[Exercise brief] Your answer should be the complete set of entries, transcribed exactly.

[Source records]

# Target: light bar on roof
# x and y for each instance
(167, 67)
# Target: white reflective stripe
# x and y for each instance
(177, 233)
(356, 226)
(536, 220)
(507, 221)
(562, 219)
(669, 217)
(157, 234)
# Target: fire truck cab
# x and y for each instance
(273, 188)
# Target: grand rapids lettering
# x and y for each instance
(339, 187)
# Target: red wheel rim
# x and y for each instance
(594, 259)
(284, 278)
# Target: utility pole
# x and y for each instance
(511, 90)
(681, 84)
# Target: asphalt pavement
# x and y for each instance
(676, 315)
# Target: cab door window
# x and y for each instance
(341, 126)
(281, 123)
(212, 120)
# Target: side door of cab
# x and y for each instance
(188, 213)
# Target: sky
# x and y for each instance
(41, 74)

[Your solution]
# Target: light bar on roof
# x and y for each instance
(167, 67)
# Target: white reflective stripe
# x and y for each instance
(177, 233)
(356, 226)
(536, 220)
(507, 221)
(562, 219)
(669, 217)
(157, 234)
# Target: fire truck cab
# x and y for each instance
(273, 188)
# Target: grand rapids lettering
# x and y for each instance
(339, 187)
# Target: red wheel rim
# x and y for each instance
(594, 259)
(284, 278)
# Target: utility pole
# x and y for each instance
(511, 90)
(681, 84)
# Target: asphalt pavement
# x and y for each instance
(676, 315)
# Target: cab door window
# x and y for each instance
(341, 126)
(281, 123)
(212, 120)
# Target: side door of cab
# x and y for each instance
(188, 213)
# Target: sky
# x and y for each instance
(41, 74)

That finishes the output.